= Roy Franklin Nichols =

American historian (1896–1973)

Roy Franklin Nichols (March 3, 1896 – January 12, 1973) was an American historian who won the 1949 Pulitzer Prize for History for The Disruption of American Democracy.

==Biography==
Nichols was born in Newark, New Jersey, to Franklin Coriell and Annie Cairns Nichols. His wife was the historian Jeannette Paddock Nichols (1890–1982). He graduated from Rutgers University in 1918. He completed a Master of Arts degree from Rutgers in 1919. He was a fellow at Columbia University from 1920 to 1921, and an instructor in history at Columbia from 1921 to 1925. He completed a PhD degree from Columbia in 1923. In 1925 he was appointed assistant professor of history at the University of Pennsylvania. From 1930 to 1966, he was professor of history at Pennsylvania. He also was Dean of Graduate School of Arts and Sciences (1952–66), and Vice Provost at Pennsylvania (1953–66). He was a visiting professor at Columbia (1944–45), Pitt Professor of American History and Institutions at Cambridge University (1948–49), and Stanford University (1952). In 1962 he was Fulbright lecturer in India and Japan.

He was president of Middle States Association of History Teachers (1932–33); President of the Pennsylvania Historical Association (1936–1939); President of Pennsylvania Federation of Historical Societies (1940–42); Member of Pennsylvania Historical Commission (1940–43); Member of Council, American Historical Association (1943–47); Chairman of Social Science Research Council (1949–53); President of Association of Graduate Schools of the American Association of Universities (1963–64); Vice President of American Historical Association (1964–65); President of American Historical Association (1965–66); and, Chairman of Council of Graduate Schools in the United States.

TO DO:
1. In the Roy Franklin Nichols biography, which book won him the 1949 Pulitzer Prize for History?
2. In the Roy Franklin Nichols biography, switch "historian" for "scholar" in the passage between "Roy Franklin Nichols (March" and "of American Democracy.", inclusive.
3. Proceed with the Roy Franklin Nichols biography from the point where it stops.
The records that come next are from a separate source.

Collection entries
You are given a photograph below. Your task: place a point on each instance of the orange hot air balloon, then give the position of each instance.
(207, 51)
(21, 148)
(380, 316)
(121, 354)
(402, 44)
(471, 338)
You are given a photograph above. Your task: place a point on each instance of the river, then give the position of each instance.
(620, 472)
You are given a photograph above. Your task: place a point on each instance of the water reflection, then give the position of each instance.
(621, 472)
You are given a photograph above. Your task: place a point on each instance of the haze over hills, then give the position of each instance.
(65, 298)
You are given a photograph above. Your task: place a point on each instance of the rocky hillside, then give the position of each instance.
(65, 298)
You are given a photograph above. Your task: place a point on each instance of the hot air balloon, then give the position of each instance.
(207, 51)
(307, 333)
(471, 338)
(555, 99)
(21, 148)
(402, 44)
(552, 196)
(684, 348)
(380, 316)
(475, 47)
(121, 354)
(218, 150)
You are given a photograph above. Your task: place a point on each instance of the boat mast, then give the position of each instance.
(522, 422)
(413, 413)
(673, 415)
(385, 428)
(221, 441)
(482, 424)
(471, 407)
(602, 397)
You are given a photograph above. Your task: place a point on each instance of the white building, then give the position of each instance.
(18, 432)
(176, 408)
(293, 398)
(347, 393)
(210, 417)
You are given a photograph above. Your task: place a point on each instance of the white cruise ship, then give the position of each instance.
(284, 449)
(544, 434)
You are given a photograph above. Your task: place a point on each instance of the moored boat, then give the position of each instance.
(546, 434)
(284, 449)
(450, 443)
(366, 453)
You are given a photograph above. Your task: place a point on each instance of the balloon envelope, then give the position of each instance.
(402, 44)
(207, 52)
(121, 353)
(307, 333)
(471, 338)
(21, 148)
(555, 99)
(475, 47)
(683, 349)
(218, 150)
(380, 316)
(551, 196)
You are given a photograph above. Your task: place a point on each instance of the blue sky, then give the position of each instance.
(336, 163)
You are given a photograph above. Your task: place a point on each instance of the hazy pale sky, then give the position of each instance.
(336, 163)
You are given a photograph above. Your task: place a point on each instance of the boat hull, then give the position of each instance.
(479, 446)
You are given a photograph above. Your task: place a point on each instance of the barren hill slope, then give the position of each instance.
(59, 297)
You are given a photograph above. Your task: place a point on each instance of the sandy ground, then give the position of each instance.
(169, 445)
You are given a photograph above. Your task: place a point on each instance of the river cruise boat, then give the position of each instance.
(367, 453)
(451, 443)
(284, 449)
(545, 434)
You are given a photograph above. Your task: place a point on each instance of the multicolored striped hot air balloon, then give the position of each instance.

ANSWERS PROVIDED:
1. The Disruption of American Democracy

2.
Roy Franklin Nichols (March 3, 1896 – January 12, 1973) was an American scholar who won the 1949 Pulitzer Prize for History for The Disruption of American Democracy.

3.
In 1966 Nichols co-led a committee to defend academic freedom after steel and coal heiress Helen Frick launched a libel suit in state court against Professor Sylvester Stevens. According to University of New Mexico law professor and historian Joshua Kastenberg who wrote on the topic, Stevens had written a history of Pennsylvania, and she claimed his book defamed her father. A number of professional historians under the auspices of the American Historical Association and the Organization of American Historians collected historical data on the robber barons of that time as well as that the early histories that lionized Henry Frick were ahistorical and inaccurate idolizing of him. The Organization of American Historians named Ward as the head of the Joint Committee to Defend History. Helen Frick’s suit failed when Judge Clinton R. Widener, in 1967, determined that even if it were possible to defame a dead person, the historians had correctly captured Henry Frick’s largess, maltreatment of workers, and political corruption.

He was a Baptist.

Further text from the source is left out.